[Start of Attachment]

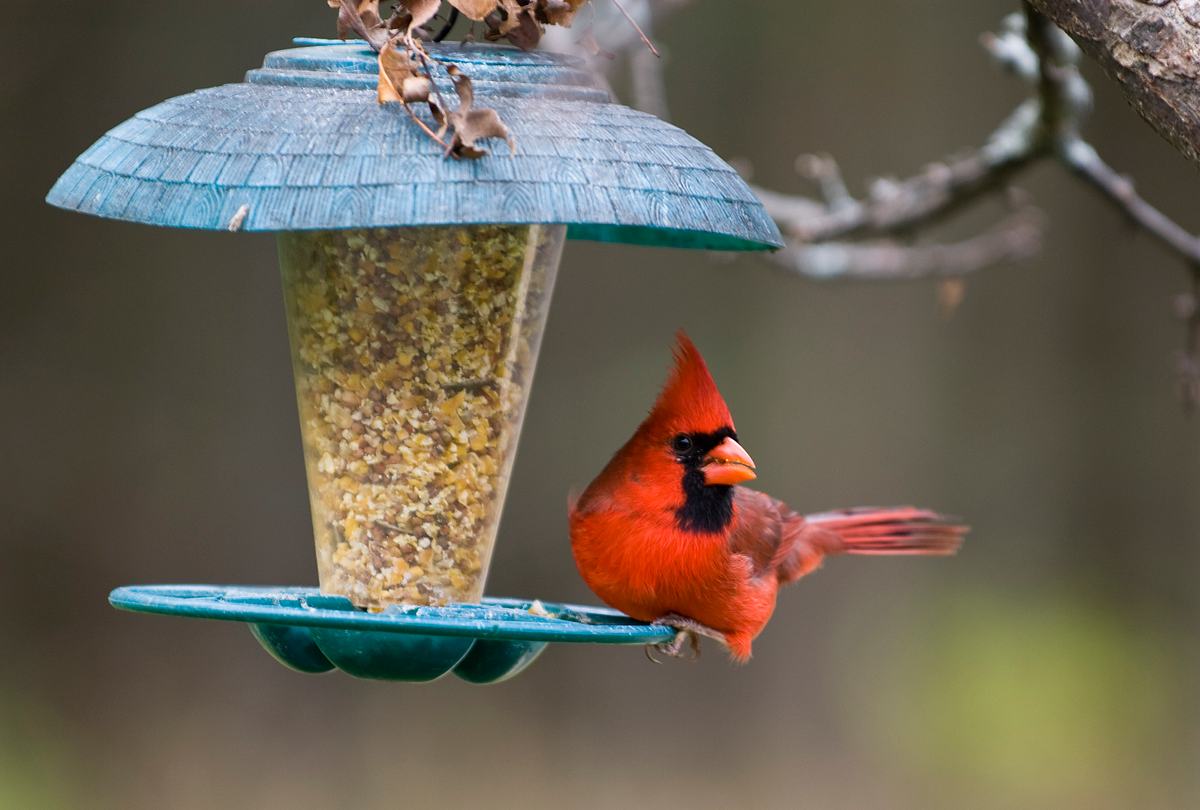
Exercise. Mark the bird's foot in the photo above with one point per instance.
(687, 639)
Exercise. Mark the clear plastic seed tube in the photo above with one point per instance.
(413, 352)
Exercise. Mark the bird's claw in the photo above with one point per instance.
(685, 642)
(684, 645)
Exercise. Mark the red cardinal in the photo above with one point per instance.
(666, 535)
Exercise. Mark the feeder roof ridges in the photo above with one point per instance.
(301, 144)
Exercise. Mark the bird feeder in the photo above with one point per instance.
(417, 289)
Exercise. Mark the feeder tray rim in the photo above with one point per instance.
(495, 618)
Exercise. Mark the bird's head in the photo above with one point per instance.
(690, 427)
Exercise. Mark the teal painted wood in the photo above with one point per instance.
(315, 633)
(301, 144)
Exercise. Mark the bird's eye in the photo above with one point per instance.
(682, 443)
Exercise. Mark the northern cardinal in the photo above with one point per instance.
(664, 533)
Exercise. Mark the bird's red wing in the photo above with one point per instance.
(762, 529)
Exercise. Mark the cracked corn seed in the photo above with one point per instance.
(413, 352)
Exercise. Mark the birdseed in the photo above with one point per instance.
(413, 352)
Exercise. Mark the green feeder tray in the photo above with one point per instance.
(310, 631)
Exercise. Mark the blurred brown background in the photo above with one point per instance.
(149, 435)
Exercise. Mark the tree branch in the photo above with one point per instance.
(1152, 49)
(1013, 239)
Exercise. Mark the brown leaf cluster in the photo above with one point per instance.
(405, 75)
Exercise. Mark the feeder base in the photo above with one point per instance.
(311, 631)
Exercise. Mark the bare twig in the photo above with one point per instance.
(637, 28)
(1013, 239)
(1085, 162)
(937, 191)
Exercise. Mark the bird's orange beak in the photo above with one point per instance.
(727, 463)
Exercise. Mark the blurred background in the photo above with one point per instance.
(149, 435)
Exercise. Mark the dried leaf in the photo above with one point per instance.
(558, 12)
(420, 11)
(363, 18)
(471, 124)
(400, 78)
(475, 10)
(951, 293)
(517, 24)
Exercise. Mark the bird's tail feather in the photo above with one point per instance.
(891, 531)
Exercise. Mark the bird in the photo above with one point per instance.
(667, 533)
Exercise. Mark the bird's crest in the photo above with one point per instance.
(690, 400)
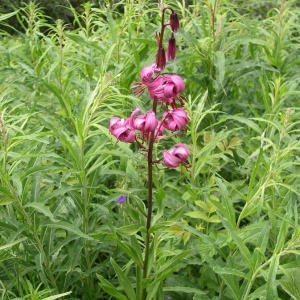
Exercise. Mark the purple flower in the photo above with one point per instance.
(121, 130)
(122, 199)
(174, 21)
(175, 156)
(175, 119)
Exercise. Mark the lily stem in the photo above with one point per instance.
(149, 207)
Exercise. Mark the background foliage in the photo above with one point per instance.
(226, 228)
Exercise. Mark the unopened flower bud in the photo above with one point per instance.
(161, 58)
(175, 119)
(174, 21)
(171, 51)
(173, 157)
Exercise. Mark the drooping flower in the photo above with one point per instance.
(174, 21)
(122, 130)
(147, 74)
(122, 199)
(166, 87)
(175, 119)
(171, 51)
(159, 131)
(173, 157)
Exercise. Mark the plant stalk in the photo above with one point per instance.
(150, 198)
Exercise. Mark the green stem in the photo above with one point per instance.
(149, 208)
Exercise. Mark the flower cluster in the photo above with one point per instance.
(163, 88)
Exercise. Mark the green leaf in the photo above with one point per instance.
(110, 289)
(7, 246)
(57, 296)
(184, 289)
(271, 288)
(70, 228)
(124, 282)
(40, 207)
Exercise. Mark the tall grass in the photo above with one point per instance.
(226, 228)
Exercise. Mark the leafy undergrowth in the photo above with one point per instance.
(225, 228)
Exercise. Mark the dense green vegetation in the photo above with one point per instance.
(225, 228)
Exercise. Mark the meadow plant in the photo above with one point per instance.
(149, 128)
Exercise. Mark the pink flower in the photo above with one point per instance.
(171, 51)
(173, 157)
(145, 123)
(159, 131)
(166, 87)
(174, 21)
(148, 73)
(175, 119)
(122, 130)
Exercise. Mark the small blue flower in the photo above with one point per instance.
(122, 199)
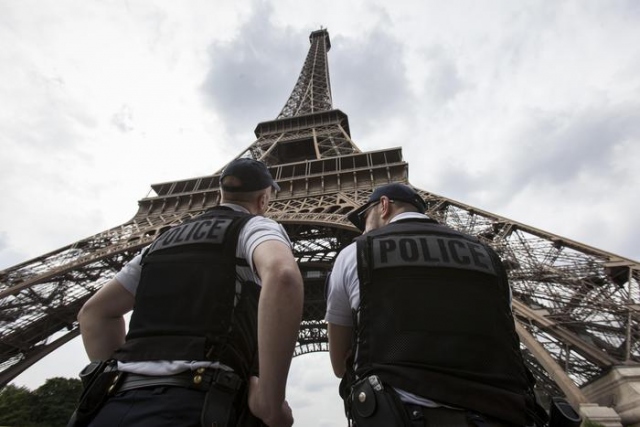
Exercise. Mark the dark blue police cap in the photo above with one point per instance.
(252, 174)
(395, 191)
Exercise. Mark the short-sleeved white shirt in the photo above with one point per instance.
(343, 295)
(256, 231)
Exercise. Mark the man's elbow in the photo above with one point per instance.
(86, 313)
(339, 371)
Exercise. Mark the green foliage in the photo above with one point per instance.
(50, 405)
(588, 423)
(15, 406)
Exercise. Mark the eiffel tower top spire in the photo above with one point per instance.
(312, 92)
(307, 128)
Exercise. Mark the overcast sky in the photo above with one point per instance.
(527, 109)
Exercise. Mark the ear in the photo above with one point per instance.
(263, 201)
(385, 209)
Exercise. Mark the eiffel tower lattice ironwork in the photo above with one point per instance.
(577, 307)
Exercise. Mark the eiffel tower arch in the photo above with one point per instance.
(577, 308)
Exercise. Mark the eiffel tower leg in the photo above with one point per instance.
(577, 397)
(619, 389)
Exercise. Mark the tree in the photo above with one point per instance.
(15, 406)
(55, 401)
(50, 405)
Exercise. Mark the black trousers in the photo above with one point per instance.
(421, 416)
(152, 407)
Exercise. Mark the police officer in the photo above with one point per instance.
(420, 323)
(209, 297)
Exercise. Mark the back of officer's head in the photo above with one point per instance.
(246, 176)
(405, 198)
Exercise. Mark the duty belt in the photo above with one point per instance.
(201, 379)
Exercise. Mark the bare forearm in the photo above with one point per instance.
(102, 336)
(279, 316)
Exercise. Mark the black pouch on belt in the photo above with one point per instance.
(99, 379)
(218, 409)
(371, 405)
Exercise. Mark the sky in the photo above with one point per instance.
(529, 110)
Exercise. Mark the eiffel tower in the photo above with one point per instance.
(577, 308)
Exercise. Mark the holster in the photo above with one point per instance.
(99, 379)
(221, 406)
(370, 404)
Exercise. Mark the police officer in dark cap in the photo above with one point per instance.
(420, 323)
(211, 298)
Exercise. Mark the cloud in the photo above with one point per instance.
(247, 73)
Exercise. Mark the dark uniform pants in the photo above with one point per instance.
(152, 407)
(421, 416)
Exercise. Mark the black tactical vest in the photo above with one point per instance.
(188, 306)
(435, 319)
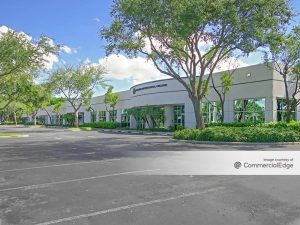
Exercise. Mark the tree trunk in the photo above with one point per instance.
(34, 120)
(76, 118)
(223, 110)
(287, 98)
(197, 104)
(15, 118)
(49, 117)
(288, 112)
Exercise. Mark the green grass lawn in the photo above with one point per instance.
(80, 129)
(13, 135)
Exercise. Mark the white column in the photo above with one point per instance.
(107, 115)
(87, 117)
(119, 114)
(228, 111)
(132, 122)
(169, 116)
(271, 110)
(150, 122)
(298, 113)
(189, 115)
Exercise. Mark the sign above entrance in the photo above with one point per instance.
(148, 87)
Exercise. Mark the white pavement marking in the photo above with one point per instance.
(36, 186)
(57, 165)
(121, 208)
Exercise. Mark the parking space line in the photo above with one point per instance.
(57, 165)
(126, 207)
(44, 185)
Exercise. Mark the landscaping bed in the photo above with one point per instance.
(267, 132)
(12, 135)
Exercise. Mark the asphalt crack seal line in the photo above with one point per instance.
(136, 205)
(44, 185)
(58, 165)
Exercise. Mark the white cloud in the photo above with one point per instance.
(137, 70)
(4, 29)
(68, 49)
(87, 61)
(50, 58)
(96, 19)
(229, 64)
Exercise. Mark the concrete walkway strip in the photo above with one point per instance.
(58, 165)
(126, 207)
(44, 185)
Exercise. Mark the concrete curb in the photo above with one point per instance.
(136, 132)
(233, 143)
(16, 136)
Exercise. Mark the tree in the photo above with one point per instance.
(57, 107)
(171, 34)
(37, 96)
(76, 84)
(20, 54)
(55, 103)
(226, 83)
(284, 57)
(111, 99)
(14, 87)
(13, 112)
(20, 59)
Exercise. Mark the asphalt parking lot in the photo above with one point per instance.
(89, 178)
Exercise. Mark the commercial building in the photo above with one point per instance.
(257, 94)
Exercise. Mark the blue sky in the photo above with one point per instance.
(76, 23)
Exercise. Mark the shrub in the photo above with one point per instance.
(240, 134)
(235, 124)
(106, 125)
(7, 123)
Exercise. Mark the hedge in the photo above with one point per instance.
(240, 134)
(105, 125)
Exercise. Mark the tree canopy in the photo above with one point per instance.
(77, 84)
(188, 38)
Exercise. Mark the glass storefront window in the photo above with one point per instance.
(125, 119)
(178, 116)
(212, 112)
(281, 110)
(102, 116)
(93, 116)
(249, 110)
(113, 115)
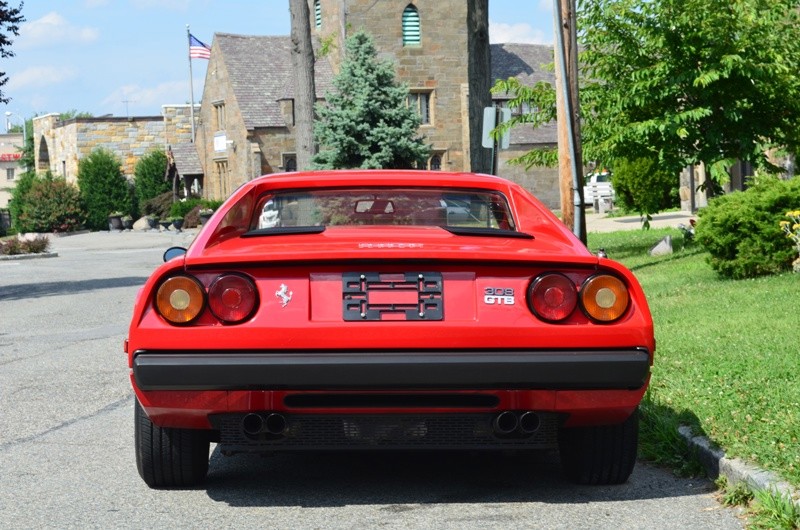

[End of Attachment]

From the line with "Exercise. Mark the glass" to the last line above, restate each line word for word, but skip the pictures.

* [Your solution]
Exercise. Mark the glass storefront window in the photo above with one point per instance.
(125, 119)
(178, 116)
(212, 112)
(281, 110)
(102, 116)
(93, 116)
(249, 110)
(113, 115)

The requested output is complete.